***** Records provided *****

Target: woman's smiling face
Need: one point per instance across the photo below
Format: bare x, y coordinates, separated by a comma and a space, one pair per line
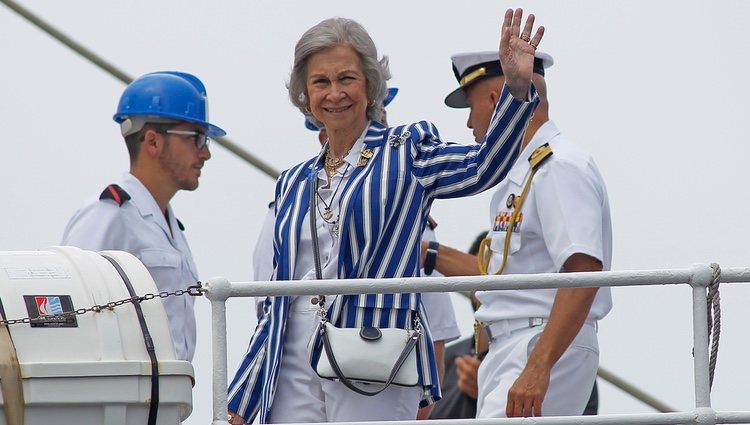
337, 89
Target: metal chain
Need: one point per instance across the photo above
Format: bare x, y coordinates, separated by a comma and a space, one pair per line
194, 291
714, 325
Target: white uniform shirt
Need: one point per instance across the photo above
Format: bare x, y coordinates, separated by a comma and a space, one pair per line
567, 212
140, 228
438, 306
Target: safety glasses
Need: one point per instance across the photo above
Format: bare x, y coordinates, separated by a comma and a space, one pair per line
201, 140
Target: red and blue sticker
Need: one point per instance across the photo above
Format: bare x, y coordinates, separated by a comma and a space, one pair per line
45, 311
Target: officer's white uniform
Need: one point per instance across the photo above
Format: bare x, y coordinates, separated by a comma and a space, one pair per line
437, 305
140, 228
566, 212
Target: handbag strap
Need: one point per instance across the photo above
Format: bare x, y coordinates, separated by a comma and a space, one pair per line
314, 226
411, 343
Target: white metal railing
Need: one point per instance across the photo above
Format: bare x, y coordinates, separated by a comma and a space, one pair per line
218, 290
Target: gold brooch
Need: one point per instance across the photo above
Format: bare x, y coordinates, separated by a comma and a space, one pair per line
364, 157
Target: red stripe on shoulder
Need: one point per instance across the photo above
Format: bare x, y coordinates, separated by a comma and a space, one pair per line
115, 193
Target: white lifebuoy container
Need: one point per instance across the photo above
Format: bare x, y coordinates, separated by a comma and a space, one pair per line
92, 368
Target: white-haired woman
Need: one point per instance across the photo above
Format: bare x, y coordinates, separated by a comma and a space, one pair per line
369, 190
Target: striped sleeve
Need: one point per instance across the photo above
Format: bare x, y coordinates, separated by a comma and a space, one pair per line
452, 170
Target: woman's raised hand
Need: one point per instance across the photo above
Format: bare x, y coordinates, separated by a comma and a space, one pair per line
517, 51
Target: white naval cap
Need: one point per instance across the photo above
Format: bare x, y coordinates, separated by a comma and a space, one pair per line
474, 66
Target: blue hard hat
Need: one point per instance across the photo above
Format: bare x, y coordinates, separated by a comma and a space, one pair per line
388, 98
167, 95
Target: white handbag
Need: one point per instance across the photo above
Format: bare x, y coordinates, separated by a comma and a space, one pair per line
368, 355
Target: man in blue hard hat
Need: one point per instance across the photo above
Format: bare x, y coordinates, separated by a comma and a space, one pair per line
163, 118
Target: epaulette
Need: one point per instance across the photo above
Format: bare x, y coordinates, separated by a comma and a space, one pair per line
116, 193
540, 155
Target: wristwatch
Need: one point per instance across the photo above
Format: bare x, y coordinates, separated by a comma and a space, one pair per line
431, 257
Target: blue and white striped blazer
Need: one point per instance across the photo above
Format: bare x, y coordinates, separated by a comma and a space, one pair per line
384, 206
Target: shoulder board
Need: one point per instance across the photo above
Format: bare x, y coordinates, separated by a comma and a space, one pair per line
540, 155
116, 193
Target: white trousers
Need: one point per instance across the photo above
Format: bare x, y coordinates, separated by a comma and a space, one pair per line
571, 379
302, 396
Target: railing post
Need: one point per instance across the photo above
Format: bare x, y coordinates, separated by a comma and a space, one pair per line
217, 291
699, 281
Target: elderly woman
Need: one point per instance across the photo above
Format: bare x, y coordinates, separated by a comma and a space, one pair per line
369, 191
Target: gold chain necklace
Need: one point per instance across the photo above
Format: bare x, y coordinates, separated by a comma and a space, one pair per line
332, 163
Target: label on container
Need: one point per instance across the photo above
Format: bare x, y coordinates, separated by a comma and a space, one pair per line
36, 273
51, 306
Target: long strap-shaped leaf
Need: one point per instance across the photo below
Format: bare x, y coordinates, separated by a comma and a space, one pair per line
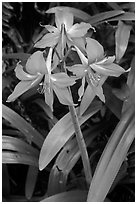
60, 134
67, 159
112, 158
9, 157
18, 122
18, 145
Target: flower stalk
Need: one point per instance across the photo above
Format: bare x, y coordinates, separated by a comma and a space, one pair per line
80, 140
81, 145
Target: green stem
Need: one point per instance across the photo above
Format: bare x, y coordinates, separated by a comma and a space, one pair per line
79, 137
81, 145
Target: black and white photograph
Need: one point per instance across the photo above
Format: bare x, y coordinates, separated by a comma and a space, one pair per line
68, 101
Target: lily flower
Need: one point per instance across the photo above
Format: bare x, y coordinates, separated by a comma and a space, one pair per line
95, 68
36, 70
64, 32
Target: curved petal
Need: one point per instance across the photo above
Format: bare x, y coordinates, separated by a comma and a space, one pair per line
83, 59
48, 60
80, 43
99, 92
63, 95
49, 99
22, 75
52, 29
49, 40
79, 70
107, 60
108, 70
79, 30
36, 63
63, 17
81, 89
62, 80
95, 50
22, 87
88, 97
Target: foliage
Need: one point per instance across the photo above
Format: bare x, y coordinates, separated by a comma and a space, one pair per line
68, 86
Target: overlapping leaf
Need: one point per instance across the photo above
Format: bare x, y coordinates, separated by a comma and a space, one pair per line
18, 122
60, 134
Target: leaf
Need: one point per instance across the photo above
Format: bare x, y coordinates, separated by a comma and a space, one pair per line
9, 157
57, 181
18, 145
70, 196
114, 5
122, 93
44, 107
21, 56
67, 159
60, 134
112, 158
31, 181
112, 102
5, 181
22, 87
104, 16
122, 37
127, 16
76, 12
18, 122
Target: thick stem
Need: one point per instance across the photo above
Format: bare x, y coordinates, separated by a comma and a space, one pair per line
81, 144
79, 135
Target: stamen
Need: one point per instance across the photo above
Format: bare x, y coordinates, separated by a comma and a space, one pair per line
93, 78
44, 88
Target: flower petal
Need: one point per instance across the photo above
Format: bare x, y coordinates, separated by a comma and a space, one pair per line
83, 59
63, 17
79, 70
79, 30
108, 70
95, 50
36, 63
22, 87
48, 60
81, 89
88, 97
62, 80
80, 43
52, 29
22, 75
99, 92
63, 95
107, 60
49, 40
49, 99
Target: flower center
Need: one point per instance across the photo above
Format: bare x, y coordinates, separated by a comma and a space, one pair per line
44, 87
93, 78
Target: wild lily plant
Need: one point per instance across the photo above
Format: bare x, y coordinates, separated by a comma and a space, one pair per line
49, 70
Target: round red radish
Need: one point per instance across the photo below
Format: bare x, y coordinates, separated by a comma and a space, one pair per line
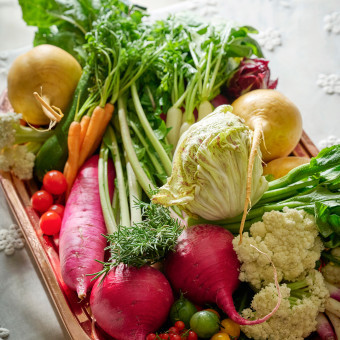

*****

### Brief
Locate every line of the listing above that contains the string "blue" and copy each one. Case counts.

### Written response
Target: red and blue sticker
Target: blue hard hat
Target: man in blue hard hat
Target: blue and white striped blazer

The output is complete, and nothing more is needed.